● **Work to be completed**
Your output should be the line that contains "Target: clothesline" and all lines after it in the records, retyped exactly through the last one.

········

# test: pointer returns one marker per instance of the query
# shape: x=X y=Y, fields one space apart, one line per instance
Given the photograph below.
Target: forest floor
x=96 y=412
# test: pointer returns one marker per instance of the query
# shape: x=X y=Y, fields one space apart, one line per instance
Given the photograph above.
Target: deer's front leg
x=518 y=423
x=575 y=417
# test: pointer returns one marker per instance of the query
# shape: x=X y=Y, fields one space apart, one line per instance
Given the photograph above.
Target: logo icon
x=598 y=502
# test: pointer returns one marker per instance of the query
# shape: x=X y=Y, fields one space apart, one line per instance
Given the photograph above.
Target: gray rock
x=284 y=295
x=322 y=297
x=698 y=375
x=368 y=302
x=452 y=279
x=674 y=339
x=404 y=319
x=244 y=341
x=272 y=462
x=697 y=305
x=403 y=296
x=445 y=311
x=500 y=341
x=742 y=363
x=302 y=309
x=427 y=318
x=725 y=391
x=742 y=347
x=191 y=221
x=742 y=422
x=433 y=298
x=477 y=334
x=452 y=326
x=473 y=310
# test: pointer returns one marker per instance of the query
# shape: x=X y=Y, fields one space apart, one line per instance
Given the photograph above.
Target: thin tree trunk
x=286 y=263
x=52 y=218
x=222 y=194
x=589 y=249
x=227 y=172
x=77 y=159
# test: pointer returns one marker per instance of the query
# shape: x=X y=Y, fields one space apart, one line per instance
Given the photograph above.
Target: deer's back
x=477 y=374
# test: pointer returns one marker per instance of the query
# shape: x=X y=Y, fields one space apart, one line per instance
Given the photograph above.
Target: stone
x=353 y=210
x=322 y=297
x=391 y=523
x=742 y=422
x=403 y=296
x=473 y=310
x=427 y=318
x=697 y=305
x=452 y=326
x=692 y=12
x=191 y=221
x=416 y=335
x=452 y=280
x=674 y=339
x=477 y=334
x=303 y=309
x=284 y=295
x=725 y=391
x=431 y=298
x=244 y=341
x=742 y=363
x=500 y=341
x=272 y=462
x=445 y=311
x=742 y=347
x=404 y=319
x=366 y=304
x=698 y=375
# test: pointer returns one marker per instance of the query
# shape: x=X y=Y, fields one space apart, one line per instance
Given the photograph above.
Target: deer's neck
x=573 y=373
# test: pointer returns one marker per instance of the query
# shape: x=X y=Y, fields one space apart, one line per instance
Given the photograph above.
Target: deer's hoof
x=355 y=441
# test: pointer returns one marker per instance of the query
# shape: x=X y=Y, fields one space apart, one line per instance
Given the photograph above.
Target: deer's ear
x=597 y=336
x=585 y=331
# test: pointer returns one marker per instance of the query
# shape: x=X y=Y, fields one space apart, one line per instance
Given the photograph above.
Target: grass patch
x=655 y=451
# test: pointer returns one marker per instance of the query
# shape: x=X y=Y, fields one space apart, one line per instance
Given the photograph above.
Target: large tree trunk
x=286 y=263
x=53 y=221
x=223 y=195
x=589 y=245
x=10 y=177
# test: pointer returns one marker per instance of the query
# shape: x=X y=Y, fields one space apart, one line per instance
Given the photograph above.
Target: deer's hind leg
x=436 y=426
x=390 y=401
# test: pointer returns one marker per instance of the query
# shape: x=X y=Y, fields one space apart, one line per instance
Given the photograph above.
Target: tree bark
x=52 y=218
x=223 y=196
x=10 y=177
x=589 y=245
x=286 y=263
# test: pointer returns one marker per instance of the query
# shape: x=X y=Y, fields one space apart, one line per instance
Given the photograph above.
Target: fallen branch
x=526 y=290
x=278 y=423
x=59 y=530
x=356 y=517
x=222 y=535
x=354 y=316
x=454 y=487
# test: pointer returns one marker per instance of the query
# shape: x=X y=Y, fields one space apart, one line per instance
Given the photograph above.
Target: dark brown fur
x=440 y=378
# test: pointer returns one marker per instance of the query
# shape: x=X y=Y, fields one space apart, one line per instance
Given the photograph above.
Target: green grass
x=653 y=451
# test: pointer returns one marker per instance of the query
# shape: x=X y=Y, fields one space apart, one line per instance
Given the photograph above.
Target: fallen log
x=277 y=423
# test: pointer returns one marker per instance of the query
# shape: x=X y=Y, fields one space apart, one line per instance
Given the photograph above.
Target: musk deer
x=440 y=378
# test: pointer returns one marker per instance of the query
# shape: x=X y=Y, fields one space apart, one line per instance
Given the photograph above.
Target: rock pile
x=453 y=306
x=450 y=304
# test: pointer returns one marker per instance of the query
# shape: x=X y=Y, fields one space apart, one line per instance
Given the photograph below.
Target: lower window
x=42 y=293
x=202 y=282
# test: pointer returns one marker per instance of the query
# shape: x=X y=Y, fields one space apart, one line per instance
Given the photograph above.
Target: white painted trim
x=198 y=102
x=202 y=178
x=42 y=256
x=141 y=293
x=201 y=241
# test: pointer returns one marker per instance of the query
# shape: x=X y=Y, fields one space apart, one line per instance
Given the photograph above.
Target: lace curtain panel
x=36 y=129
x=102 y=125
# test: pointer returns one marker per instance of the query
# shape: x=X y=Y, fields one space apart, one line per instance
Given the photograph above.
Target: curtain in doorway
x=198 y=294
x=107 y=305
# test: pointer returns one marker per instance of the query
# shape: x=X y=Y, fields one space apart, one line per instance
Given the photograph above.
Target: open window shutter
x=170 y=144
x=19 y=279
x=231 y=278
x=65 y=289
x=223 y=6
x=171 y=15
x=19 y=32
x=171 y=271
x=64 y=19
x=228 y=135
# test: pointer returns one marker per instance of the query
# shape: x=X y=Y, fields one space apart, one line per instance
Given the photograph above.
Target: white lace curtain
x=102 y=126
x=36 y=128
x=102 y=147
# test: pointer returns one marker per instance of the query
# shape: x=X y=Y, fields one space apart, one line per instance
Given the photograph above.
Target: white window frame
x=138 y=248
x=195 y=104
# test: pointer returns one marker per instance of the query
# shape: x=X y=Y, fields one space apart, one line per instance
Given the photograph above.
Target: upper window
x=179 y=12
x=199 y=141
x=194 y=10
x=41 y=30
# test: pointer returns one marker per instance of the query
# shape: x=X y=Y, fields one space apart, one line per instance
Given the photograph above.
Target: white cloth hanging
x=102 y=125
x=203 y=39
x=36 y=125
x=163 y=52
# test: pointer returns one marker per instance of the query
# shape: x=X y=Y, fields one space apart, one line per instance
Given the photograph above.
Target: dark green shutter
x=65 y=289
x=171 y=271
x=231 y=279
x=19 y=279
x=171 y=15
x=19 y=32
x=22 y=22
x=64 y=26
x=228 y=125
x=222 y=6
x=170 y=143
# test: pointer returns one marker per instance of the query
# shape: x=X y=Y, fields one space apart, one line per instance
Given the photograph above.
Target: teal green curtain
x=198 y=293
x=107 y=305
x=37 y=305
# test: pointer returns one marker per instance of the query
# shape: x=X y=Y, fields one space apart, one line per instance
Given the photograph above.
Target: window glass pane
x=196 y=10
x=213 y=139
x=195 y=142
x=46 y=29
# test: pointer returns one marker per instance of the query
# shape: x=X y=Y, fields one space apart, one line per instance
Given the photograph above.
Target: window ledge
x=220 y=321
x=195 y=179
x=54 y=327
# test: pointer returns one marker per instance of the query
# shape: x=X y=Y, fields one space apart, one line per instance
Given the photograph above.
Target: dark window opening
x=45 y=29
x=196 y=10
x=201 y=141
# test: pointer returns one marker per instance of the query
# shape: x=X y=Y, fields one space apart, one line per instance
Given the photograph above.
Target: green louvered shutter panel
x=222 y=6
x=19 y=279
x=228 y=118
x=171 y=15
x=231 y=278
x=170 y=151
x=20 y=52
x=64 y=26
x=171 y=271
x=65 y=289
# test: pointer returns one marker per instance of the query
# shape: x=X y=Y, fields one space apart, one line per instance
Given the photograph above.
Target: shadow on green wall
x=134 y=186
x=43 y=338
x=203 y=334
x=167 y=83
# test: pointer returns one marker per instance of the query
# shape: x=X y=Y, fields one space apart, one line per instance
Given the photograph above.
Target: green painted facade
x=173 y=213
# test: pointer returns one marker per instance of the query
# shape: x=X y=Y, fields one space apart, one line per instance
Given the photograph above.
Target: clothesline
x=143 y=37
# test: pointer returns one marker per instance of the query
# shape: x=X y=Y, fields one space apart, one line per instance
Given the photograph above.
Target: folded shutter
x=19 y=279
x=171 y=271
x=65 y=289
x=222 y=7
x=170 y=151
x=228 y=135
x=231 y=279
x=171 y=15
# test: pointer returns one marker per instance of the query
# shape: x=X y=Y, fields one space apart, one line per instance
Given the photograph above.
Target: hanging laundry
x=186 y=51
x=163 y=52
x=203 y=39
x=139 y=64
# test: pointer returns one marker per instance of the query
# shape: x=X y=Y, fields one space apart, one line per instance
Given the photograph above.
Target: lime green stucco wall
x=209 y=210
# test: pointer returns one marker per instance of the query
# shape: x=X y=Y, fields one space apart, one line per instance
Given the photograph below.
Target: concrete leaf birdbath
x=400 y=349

········

● **Exercise response**
Target: clothesline
x=143 y=37
# test: pointer returns one marker per instance of the query
# shape: x=X y=Y, fields one space apart, one line per instance
Given the photograph above.
Target: folded shutter
x=19 y=279
x=171 y=271
x=65 y=289
x=222 y=7
x=170 y=151
x=228 y=135
x=231 y=279
x=171 y=15
# test: pointer returns one marker per instance of the query
# shape: x=X y=Y, fields one space apart, one line per instance
Given the photograph above.
Target: hanging laundry
x=186 y=51
x=163 y=52
x=203 y=39
x=139 y=64
# test: pointer returns one marker per instance of the query
# shape: x=X y=Y, fields one space apart, one line per instance
Given the photograph above.
Target: lime green stucco wall
x=209 y=210
# test: pointer returns one marker per instance of the query
# shape: x=X y=Y, fields one space apart, one line per instance
Given the photograph below.
Target: concrete leaf birdbath
x=400 y=349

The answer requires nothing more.